■ Picture region annotation data:
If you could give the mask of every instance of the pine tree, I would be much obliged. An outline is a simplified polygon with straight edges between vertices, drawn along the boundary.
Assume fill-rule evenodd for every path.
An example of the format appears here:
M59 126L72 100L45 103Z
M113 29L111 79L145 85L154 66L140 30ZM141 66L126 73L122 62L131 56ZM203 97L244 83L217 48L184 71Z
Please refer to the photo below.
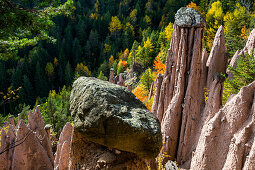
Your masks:
M73 80L72 68L69 62L67 62L65 67L65 84L67 86L71 85Z
M73 42L72 49L72 64L77 65L81 61L82 49L80 46L80 41L75 38Z

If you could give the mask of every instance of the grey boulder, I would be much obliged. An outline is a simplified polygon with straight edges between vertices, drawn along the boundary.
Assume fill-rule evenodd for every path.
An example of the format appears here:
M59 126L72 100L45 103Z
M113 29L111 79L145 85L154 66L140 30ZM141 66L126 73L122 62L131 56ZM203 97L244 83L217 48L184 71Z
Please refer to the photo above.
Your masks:
M72 87L74 128L94 143L155 158L162 146L160 123L127 88L92 77Z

■ DIRECTION: Collect each line of the items above that contains the word "every", treating uppercase and lowercase letters as distinct.

■ COMPLETED EXERCISE:
If you could give the mask of every instance of the pine tree, I would be much obliged. An outline is a simplified polygon with straight edges between vertices, drawn along the boundary.
Assume fill-rule evenodd for every path.
If you could give the mask of every instance of the grey boulder, I would be much obliged. An outline is a simplified polygon with straight edges between vertices, drawn along the boundary.
Assume fill-rule evenodd for every path.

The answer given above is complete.